AUFGABENSTELLUNG:
Ändere in allen Zeilen „pin“ zu „marker“ und gib sie sonst unverändert wieder. Lass die Bilder in der Antwort weg.

VORLIEGENDES MATERIAL:
====================

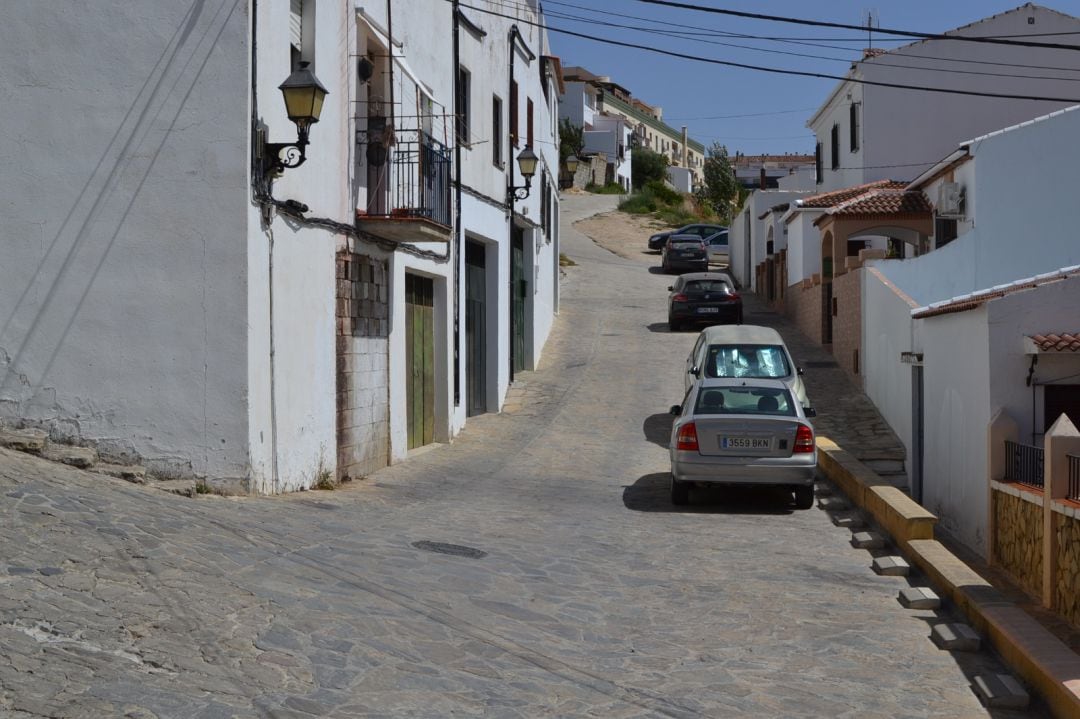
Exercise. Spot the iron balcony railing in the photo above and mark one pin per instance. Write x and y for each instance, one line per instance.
(1024, 464)
(408, 175)
(1074, 488)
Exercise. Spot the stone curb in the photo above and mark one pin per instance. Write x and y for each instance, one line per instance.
(1029, 650)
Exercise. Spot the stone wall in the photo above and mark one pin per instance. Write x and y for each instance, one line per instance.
(1017, 540)
(1067, 582)
(363, 394)
(848, 323)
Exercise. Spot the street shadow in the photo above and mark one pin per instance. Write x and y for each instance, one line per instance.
(652, 493)
(658, 429)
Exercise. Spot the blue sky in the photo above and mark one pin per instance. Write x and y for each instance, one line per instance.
(690, 91)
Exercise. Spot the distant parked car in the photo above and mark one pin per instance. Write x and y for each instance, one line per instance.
(742, 432)
(684, 253)
(702, 298)
(744, 352)
(658, 240)
(717, 247)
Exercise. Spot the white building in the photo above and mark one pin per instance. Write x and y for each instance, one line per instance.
(869, 132)
(181, 302)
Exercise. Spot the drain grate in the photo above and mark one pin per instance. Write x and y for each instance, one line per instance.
(453, 550)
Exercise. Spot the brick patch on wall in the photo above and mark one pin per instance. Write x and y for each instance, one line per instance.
(363, 394)
(848, 323)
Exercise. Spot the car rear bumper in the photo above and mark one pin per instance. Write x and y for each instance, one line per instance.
(794, 470)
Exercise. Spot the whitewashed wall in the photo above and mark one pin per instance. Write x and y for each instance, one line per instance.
(956, 411)
(123, 284)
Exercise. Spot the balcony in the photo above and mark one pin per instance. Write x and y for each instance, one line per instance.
(408, 185)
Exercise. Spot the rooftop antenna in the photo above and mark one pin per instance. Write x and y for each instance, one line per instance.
(871, 19)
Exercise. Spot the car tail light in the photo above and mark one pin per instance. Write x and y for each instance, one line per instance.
(687, 437)
(804, 439)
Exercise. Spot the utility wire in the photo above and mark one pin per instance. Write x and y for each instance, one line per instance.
(847, 60)
(760, 68)
(818, 43)
(845, 26)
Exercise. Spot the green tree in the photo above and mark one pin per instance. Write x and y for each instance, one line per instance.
(647, 166)
(571, 140)
(720, 188)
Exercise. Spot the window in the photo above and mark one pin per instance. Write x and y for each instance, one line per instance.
(463, 109)
(497, 131)
(528, 122)
(744, 401)
(853, 118)
(513, 112)
(753, 361)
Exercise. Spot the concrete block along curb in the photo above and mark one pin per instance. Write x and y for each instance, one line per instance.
(1000, 691)
(956, 637)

====================

LÖSUNG:
Exercise. Spot the iron balcony railing in the photo above and mark one marker per instance. Write x and y for each instance, one line per instance.
(1024, 464)
(408, 175)
(1074, 488)
Exercise. Spot the stone curb in the photo above and mark one marker per instance. Write x and y for each instance, one line per instance.
(1029, 650)
Exercise. Spot the stone wall in the photo above and mark one marker per instance. Write x and y for each instance, one line per instance.
(1017, 540)
(1067, 582)
(363, 394)
(848, 323)
Exercise. Spot the street shadow in the photo above and mark one marker per instance. Write x and y for each instance, one line per instance.
(652, 493)
(658, 429)
Exercise. Spot the blue sky in the photo above and mark one marker per instance. Write x and y for each instance, one line per instance.
(690, 91)
Exercise. Spot the distant parked car in the photo above and mark one marker per instance. Write x and y for each instance, one line per instance.
(742, 432)
(684, 253)
(702, 298)
(744, 352)
(658, 240)
(717, 247)
Exercise. Spot the white building in the photo above and mark one marker per instance. Write x and y for each instance, one line per instance.
(869, 132)
(181, 302)
Exercise. Spot the drain grate in the photo above and mark one marker per instance. Write x and y for each instance, one line per instance.
(453, 550)
Exercise. Spot the brick patch on wall in the photo above and mark one marker per instance. Write x and y for each instance, one line per instance.
(363, 394)
(848, 323)
Exercise. Spot the car rear bumper in the photo above and mark one marker per instance. Write x and y for each instance, one line per instance.
(794, 470)
Exercise. Spot the whitewashed wall in the photo above and mark one marker per instance. Write x and y for each instance, one line per instance.
(956, 411)
(123, 284)
Exercise. Spot the balcony in the photo above and mark one marker per instance. Write x and y for each instance, one line per instance.
(408, 185)
Exercise. Spot the rooftop antenna in the photo above and mark one marker per instance. Write x and y for each instance, one line per instance.
(871, 19)
Exercise. Spot the car tail light in the photo above and mark one marker per instance. Write x and y for each instance, one line per instance.
(687, 437)
(804, 439)
Exercise. Spot the utility wire in the photo above and mark one marker per instance. Write x and y for each instance, one line per instance.
(847, 60)
(760, 68)
(818, 43)
(845, 26)
Exercise. Spot the green tree in the photo above and mark one marker per instance. Write x and y for each instance, one line per instance.
(647, 166)
(571, 140)
(720, 188)
Exercise. Spot the window in the photo above and mark one marker per instance. Write x and y for each instance, one line per instance.
(463, 109)
(497, 131)
(528, 122)
(744, 401)
(853, 118)
(513, 112)
(753, 361)
Exercise. Spot the concrete block along curb in the photo above and mark one marker per instance. Write x and y for each instance, one line per instance.
(1000, 691)
(956, 637)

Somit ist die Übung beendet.